#### RECORD SET:
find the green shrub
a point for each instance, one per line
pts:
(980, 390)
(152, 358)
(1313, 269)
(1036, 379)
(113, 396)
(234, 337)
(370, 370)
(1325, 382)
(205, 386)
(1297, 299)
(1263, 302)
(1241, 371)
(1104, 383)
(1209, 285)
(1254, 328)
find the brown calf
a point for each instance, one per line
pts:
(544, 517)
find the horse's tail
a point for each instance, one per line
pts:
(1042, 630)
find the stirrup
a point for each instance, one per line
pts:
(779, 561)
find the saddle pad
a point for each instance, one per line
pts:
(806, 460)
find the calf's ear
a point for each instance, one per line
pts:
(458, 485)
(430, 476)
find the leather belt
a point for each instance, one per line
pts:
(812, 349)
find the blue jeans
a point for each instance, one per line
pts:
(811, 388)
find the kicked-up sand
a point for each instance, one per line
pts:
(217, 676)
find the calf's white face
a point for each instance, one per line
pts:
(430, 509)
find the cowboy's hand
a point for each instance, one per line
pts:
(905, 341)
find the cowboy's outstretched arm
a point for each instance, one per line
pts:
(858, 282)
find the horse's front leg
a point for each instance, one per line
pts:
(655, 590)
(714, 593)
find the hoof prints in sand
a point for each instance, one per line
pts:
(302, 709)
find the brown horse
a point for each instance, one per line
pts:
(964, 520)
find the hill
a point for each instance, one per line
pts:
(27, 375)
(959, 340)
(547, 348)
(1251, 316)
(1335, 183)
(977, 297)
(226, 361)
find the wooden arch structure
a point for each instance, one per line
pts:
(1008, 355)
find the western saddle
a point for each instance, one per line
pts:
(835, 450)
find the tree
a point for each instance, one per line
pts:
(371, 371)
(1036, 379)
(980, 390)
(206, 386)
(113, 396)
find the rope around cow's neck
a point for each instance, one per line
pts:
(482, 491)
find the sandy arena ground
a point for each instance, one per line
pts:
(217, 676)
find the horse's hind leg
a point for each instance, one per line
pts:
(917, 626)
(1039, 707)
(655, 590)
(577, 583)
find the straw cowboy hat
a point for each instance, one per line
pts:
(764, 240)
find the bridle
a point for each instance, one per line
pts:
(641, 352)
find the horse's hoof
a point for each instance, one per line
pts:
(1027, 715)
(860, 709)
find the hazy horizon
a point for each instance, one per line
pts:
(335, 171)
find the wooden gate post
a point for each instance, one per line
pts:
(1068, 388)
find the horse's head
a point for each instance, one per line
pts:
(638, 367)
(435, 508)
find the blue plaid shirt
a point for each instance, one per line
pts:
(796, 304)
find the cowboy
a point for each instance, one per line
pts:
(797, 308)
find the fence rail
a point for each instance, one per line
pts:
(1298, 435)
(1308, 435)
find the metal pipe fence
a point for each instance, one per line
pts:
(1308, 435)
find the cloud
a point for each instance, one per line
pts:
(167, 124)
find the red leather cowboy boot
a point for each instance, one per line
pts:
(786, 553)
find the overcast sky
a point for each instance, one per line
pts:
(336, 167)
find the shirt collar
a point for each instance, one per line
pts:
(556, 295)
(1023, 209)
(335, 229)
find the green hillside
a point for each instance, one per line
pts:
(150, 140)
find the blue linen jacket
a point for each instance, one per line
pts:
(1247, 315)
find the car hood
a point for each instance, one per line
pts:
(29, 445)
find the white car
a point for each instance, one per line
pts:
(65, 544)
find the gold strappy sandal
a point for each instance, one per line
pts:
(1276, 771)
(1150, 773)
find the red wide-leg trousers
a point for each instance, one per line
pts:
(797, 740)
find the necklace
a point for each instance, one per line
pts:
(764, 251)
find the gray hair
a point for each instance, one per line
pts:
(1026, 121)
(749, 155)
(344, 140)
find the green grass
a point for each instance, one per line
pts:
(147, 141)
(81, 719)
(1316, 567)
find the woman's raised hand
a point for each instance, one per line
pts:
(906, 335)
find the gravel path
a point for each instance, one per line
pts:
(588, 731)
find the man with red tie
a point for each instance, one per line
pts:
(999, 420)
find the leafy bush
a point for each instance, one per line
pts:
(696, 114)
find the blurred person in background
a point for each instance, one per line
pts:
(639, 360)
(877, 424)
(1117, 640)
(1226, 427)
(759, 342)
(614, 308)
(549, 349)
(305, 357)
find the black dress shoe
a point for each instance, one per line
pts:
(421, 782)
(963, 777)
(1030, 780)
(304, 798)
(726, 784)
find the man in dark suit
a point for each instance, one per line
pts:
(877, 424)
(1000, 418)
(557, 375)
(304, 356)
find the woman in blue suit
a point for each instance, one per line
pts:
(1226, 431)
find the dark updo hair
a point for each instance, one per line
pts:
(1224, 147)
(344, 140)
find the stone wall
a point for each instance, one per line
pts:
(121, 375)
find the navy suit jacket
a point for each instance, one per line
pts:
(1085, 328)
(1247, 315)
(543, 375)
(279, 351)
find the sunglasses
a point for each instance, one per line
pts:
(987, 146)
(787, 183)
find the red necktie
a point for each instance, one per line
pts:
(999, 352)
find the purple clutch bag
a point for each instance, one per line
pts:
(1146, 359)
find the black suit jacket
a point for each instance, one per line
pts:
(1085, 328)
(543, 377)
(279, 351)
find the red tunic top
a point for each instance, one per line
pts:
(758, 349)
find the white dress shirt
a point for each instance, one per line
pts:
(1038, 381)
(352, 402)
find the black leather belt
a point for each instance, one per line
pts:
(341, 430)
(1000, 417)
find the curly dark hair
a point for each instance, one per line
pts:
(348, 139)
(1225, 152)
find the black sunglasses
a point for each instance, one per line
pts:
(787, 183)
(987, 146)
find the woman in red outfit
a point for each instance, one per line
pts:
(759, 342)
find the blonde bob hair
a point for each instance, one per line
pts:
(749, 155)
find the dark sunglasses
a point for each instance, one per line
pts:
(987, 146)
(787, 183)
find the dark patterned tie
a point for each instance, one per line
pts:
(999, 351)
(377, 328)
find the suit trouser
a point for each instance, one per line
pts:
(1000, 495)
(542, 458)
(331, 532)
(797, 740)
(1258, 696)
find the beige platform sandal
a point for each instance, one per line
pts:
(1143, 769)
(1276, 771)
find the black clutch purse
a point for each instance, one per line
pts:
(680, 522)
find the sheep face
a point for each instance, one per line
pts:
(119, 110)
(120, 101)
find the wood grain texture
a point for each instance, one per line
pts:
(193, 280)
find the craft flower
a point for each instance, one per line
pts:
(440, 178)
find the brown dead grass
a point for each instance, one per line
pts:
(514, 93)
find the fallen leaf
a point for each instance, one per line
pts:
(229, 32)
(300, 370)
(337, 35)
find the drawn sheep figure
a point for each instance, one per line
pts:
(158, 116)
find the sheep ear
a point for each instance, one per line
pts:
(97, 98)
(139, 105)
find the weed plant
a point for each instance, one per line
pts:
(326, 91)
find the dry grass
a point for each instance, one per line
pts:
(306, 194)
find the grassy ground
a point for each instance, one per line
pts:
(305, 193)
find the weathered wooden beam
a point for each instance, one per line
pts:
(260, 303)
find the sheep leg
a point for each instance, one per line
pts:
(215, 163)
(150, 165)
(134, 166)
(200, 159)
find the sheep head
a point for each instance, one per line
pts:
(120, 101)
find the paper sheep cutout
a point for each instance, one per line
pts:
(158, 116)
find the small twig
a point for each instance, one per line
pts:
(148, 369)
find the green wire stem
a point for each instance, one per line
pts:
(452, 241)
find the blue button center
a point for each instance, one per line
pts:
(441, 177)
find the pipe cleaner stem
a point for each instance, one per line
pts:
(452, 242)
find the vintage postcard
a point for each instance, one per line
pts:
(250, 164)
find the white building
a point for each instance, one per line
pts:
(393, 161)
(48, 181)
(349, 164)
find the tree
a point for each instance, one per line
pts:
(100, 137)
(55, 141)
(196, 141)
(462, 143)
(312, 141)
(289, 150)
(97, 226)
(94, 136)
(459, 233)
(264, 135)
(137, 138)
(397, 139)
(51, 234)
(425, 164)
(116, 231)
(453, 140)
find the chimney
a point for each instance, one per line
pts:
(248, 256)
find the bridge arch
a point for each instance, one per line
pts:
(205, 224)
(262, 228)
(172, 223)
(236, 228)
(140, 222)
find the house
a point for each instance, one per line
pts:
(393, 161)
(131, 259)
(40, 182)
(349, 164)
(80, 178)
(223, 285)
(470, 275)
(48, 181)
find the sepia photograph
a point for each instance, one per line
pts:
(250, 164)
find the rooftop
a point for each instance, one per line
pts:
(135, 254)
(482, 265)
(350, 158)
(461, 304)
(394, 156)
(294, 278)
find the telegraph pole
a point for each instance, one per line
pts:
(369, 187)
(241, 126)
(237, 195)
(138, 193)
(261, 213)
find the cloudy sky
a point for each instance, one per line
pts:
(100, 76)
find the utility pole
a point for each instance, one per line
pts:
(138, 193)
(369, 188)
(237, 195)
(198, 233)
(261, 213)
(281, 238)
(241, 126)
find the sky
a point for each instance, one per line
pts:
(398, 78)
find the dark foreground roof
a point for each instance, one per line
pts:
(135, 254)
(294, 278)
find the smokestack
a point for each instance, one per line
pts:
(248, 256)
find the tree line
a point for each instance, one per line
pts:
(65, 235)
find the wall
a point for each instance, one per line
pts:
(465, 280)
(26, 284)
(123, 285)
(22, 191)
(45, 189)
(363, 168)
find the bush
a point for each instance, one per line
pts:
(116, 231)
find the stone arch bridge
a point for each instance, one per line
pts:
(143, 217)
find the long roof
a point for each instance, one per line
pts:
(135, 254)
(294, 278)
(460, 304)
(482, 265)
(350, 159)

#### EXERCISE BRIEF:
Produce an exact repeat of the lines from the one containing "find the sky" through the last line of the data, and nothing more.

#### WRITTEN REPLY:
find the sky
a point for each instance, one per line
pts:
(398, 78)
find the dark foreground roof
a point for each instance, one per line
pts:
(135, 254)
(294, 278)
find the smokestack
a point for each instance, one per line
pts:
(248, 256)
find the tree line
a point for each instance, one per line
pts:
(65, 235)
find the wall
a point for each instance, one per line
pts:
(465, 280)
(26, 284)
(123, 285)
(22, 191)
(45, 189)
(363, 168)
find the bush
a point for each instance, one per line
pts:
(116, 231)
find the stone arch bridge
a point for each instance, one per line
pts:
(143, 217)
find the long roof
a point for each instance, one per line
pts:
(135, 254)
(294, 278)
(460, 304)
(482, 265)
(350, 159)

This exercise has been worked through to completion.